#### [JOB]
Copy out all the records below, swapping "drop a point" for "place a marker" wherever it occurs and changing nothing else. Omit the pictures.

#### [LISTED RECORDS]
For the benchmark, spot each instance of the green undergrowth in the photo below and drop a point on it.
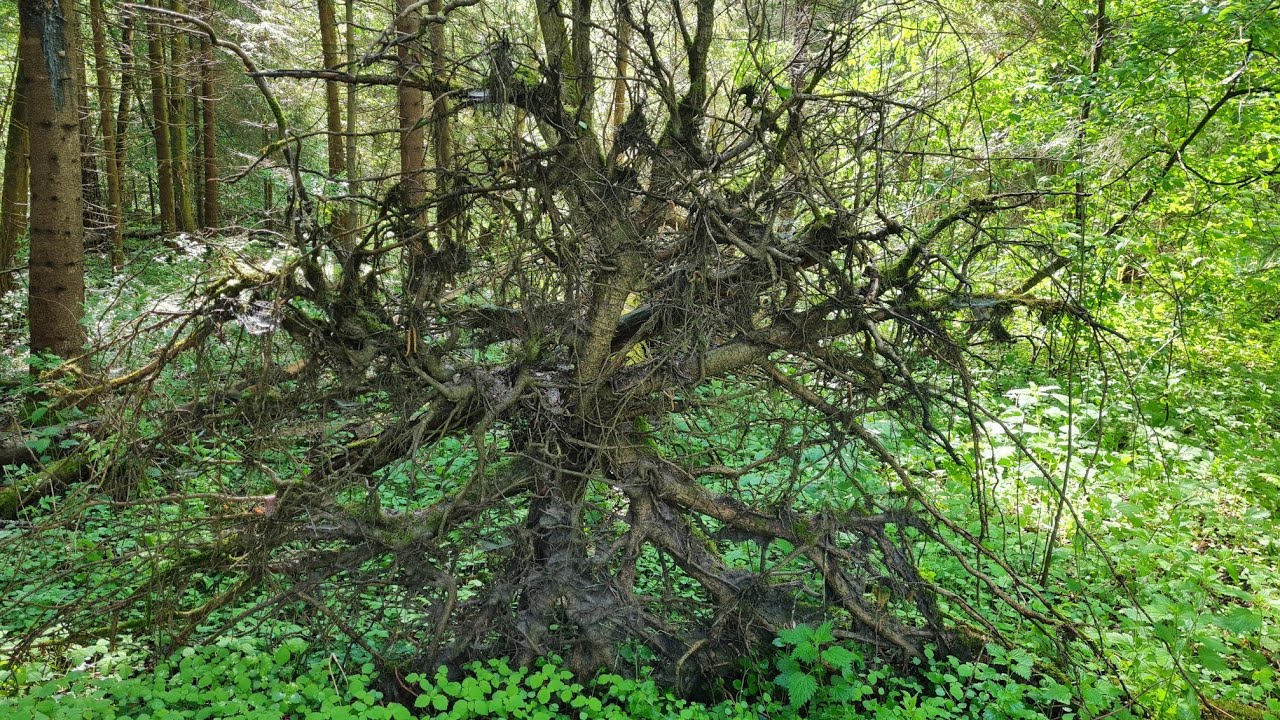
(814, 677)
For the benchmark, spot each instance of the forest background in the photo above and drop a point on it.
(640, 359)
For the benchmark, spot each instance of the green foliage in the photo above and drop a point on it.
(236, 678)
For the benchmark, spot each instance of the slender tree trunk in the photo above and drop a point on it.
(352, 168)
(127, 90)
(333, 103)
(13, 196)
(197, 155)
(179, 113)
(160, 114)
(621, 68)
(209, 127)
(49, 54)
(412, 146)
(106, 119)
(95, 206)
(442, 137)
(268, 200)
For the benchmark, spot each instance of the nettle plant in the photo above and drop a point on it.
(824, 678)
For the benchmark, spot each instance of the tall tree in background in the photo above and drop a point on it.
(210, 201)
(106, 118)
(127, 90)
(13, 196)
(412, 146)
(333, 103)
(160, 115)
(50, 60)
(179, 113)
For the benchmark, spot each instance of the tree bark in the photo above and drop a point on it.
(442, 137)
(333, 103)
(352, 169)
(622, 63)
(13, 196)
(160, 114)
(209, 130)
(127, 90)
(179, 113)
(106, 119)
(412, 147)
(50, 55)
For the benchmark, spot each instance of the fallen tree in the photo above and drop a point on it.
(641, 345)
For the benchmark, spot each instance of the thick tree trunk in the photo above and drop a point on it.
(13, 196)
(178, 142)
(160, 114)
(49, 54)
(105, 100)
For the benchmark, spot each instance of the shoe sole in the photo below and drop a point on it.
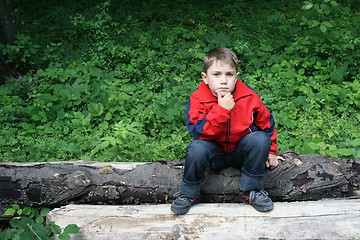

#### [WRITTEN ANSWER]
For the benchmark, spot each instance of the green undergrowth in the photo below and place a marker on it.
(814, 677)
For the benchmark, spot each instance of the forest background in the photo above and place a marker on it.
(640, 359)
For the benchmark, spot each instance of the green foliage in the photo above and place a marker on it.
(236, 678)
For the benchmark, spot each instance of the slender tree trunk in the photo above and place a marker on it.
(352, 168)
(127, 90)
(333, 103)
(13, 196)
(197, 155)
(179, 113)
(160, 114)
(621, 68)
(209, 127)
(49, 54)
(412, 146)
(106, 119)
(95, 206)
(442, 137)
(268, 200)
For the benchmark, spot each instance of the nettle plant in the photo above and place a marker on it.
(824, 678)
For the benchmark, spot each instance of the tall tree in background in the photo above and place a marker on it.
(210, 201)
(106, 118)
(127, 90)
(13, 196)
(412, 146)
(333, 103)
(160, 115)
(50, 60)
(179, 113)
For the benchmark, spot each instance of the tree bark in the photo above and place a marker on it.
(442, 137)
(333, 103)
(352, 169)
(622, 63)
(13, 196)
(160, 114)
(209, 130)
(127, 90)
(179, 113)
(106, 119)
(412, 147)
(50, 55)
For the benchmark, spot each instance of the fallen tree in the photo above and place a marker on it.
(641, 345)
For the benchmark, spot each instance of the thick tree trunk in the photo above and place a marker on it.
(13, 196)
(178, 142)
(160, 114)
(49, 54)
(105, 100)
For the benchmark, spot each instance of the shoe sole in the photo below and place a marker on it.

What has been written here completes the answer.